- Page text:
────────

If it's lorem ipsum, I genuinely don't understand how it's art but you do you, artist. I've had people try to explain their art to me and I still didn't get it.
It really is something that's subjective.
Also something I don't get: painting something and then covering it with layers and layers of single color paint. I am willing to accept others find it thought provoking, I find it a waste and honestly want to fingerpaint a little stick figure on the blank space. Surely that would add to the art? (again, I don't understand it)
I think this might be a kind of reference to Rothko. I have to say something cliché, ask you to take this as an act of faith, but it’s a spiritual experience in person. It’s the immensity of the thing itself, being in a room surrounded by this wall of carefully placed color. It’s motion. Maybe you can approximate it by looking at a high res image of it, but nothing really escapes the three walls surrounding you, drowning you in color.
There’s the Rothko Chapel down in Texas that has a lot of his work I want to see - the experience I had was at the Tate.
A stick figure is kind of cute to imagine, but it would subvert that “sensory tank” experience that I found… blissful. Black, as a color? To look at the absence of light as a kind of thing?
Tbh, I make a lot of that “slap slight variations of the same color across a single canvas” - usually my homemade paper or random thrifted objects. I like doing it, but I’m not quite sure if it’s “art” in the same way.

────────

Raw records
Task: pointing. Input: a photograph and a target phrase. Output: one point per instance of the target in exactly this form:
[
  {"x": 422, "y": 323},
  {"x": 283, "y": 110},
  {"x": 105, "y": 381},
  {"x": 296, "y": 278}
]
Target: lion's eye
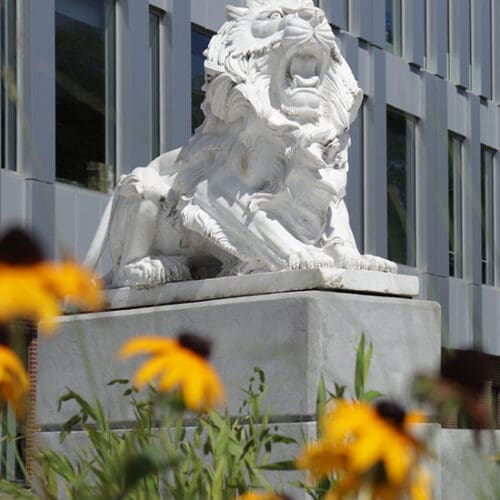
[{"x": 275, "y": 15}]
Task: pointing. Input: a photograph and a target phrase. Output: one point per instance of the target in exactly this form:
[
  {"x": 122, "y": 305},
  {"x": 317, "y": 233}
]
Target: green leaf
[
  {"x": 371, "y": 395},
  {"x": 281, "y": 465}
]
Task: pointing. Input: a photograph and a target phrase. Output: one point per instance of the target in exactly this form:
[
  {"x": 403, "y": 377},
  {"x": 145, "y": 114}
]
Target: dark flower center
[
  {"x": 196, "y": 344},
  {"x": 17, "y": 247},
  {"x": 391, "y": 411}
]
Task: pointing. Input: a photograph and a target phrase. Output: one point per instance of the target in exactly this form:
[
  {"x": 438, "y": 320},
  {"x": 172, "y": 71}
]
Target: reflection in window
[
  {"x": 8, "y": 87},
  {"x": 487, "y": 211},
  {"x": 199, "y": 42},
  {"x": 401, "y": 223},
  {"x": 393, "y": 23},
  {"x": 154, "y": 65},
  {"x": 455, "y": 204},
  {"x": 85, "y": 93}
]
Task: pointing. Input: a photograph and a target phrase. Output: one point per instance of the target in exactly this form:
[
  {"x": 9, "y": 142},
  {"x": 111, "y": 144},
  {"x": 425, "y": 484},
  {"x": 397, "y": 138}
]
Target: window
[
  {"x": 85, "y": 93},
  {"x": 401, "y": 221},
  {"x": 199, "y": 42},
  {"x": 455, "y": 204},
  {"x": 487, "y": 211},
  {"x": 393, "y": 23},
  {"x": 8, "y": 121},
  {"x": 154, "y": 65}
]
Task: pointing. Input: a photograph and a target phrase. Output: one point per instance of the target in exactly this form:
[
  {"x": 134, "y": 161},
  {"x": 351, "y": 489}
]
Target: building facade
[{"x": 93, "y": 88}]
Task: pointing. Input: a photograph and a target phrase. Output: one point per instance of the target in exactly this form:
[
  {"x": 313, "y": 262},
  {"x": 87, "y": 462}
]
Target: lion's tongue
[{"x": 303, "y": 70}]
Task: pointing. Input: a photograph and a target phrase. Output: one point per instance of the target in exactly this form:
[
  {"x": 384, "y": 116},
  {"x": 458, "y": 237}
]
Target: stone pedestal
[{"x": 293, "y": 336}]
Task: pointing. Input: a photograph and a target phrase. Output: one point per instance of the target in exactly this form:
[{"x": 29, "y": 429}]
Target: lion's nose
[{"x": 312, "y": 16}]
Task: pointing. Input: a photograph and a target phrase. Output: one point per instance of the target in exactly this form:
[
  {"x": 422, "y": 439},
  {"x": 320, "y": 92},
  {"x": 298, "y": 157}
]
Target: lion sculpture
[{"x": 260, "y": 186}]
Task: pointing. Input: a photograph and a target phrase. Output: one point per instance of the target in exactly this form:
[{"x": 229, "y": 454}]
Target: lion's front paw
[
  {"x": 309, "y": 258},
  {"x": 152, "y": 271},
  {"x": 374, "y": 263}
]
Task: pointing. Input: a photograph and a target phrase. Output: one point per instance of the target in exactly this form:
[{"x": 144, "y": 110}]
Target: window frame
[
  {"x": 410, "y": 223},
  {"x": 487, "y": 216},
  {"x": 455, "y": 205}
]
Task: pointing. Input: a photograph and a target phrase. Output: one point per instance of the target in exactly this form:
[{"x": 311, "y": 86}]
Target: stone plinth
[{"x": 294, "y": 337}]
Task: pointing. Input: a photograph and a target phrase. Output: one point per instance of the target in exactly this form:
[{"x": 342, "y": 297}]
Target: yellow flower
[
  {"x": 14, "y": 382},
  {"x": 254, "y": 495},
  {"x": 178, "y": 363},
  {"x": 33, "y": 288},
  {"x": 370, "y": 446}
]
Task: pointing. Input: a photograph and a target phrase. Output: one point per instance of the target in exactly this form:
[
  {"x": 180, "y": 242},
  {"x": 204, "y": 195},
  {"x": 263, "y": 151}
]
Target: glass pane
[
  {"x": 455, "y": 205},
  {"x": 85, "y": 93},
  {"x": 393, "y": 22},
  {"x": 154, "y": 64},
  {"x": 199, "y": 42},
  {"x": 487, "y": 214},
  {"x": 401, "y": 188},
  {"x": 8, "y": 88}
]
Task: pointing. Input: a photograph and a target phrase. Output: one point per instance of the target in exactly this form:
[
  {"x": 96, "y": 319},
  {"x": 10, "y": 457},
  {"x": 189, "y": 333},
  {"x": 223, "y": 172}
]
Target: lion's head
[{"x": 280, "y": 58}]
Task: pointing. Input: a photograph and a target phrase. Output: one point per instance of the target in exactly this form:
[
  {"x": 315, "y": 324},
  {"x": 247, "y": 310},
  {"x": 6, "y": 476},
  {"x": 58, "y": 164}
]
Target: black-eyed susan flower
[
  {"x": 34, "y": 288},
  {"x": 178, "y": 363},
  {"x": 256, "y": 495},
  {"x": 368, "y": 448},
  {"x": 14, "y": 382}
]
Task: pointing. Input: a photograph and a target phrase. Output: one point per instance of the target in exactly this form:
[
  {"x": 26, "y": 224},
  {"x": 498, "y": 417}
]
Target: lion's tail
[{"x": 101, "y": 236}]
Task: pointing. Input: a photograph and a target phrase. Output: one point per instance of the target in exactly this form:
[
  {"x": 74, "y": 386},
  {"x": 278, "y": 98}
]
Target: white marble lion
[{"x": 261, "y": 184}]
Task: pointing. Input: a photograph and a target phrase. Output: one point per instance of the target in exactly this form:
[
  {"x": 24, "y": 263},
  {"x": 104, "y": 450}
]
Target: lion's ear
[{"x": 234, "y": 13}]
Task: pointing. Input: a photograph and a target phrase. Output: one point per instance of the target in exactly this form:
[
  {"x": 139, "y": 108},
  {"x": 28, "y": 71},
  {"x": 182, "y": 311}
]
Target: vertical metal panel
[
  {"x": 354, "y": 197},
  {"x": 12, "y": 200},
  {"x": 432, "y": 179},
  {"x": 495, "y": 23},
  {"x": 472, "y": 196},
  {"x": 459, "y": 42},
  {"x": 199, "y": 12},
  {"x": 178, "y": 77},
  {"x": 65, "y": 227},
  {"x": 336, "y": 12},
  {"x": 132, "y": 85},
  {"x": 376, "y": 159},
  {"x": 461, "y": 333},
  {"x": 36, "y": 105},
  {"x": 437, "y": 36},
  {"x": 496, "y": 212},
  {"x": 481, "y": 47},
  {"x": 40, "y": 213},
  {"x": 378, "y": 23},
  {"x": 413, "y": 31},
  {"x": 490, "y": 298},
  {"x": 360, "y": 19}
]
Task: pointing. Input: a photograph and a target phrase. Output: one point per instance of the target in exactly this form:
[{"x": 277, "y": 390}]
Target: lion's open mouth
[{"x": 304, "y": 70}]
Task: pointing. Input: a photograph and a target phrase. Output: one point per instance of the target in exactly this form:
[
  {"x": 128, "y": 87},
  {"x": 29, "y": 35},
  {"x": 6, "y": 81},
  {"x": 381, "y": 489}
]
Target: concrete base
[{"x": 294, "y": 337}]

────────

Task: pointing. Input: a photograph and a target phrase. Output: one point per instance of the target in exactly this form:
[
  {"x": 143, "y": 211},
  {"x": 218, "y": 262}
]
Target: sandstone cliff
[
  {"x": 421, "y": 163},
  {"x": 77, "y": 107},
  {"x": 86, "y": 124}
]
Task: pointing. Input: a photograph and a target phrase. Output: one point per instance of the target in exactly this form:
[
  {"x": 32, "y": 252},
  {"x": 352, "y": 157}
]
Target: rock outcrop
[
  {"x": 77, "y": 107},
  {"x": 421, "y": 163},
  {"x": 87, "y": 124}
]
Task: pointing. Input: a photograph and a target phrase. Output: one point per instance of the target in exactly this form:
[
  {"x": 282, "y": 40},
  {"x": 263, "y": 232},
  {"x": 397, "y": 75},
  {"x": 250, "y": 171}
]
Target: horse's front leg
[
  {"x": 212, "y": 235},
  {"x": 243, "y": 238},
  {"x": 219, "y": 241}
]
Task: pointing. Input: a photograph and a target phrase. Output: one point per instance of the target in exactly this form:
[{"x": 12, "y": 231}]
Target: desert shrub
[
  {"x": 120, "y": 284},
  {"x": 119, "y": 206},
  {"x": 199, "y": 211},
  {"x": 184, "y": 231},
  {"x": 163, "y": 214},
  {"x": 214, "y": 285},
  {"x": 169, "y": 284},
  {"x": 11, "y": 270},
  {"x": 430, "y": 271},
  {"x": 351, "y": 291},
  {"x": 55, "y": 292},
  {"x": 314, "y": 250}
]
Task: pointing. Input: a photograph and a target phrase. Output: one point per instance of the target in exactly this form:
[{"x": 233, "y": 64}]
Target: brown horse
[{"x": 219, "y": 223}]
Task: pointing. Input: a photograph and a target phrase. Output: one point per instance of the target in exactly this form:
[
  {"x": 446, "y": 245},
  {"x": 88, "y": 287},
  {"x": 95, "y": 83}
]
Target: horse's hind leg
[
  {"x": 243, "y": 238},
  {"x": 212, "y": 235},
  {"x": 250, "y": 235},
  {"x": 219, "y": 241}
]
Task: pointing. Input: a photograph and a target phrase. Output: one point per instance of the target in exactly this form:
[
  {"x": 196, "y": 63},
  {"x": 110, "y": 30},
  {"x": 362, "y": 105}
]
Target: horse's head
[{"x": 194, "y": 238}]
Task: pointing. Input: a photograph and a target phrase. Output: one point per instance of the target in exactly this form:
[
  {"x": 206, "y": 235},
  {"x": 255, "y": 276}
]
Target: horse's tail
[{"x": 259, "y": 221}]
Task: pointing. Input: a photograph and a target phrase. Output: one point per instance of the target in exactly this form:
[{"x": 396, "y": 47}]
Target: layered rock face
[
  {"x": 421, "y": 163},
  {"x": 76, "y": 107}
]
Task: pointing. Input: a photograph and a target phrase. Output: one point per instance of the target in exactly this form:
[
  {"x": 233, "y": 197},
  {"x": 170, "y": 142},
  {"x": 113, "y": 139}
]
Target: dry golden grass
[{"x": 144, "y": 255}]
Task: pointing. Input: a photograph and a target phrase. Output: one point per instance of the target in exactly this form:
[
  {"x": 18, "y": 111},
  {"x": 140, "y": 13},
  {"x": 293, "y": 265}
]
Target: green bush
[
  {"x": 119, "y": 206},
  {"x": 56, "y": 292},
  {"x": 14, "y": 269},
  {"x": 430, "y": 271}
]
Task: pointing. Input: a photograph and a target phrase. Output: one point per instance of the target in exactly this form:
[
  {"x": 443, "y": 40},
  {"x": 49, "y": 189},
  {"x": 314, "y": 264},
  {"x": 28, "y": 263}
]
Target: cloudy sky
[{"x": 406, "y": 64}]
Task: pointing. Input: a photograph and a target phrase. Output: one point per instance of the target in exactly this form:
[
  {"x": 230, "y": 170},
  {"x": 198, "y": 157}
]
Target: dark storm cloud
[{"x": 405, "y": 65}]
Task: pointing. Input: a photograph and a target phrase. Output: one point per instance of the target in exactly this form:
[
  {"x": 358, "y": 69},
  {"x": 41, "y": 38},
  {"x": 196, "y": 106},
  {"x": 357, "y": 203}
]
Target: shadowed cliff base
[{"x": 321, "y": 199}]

────────

- Instruction 1: From the text on abstract art, extract the passage that begins at the words "If it's lorem" and stops after "something that's subjective.".
- Instruction 2: Count the lines in the records that contain the string "flower", and reply with the number only.
The records have no connection to the text about abstract art.

- Finished answer 1:
If it's lorem ipsum, I genuinely don't understand how it's art but you do you, artist. I've had people try to explain their art to me and I still didn't get it.
It really is something that's subjective.

- Finished answer 2: 3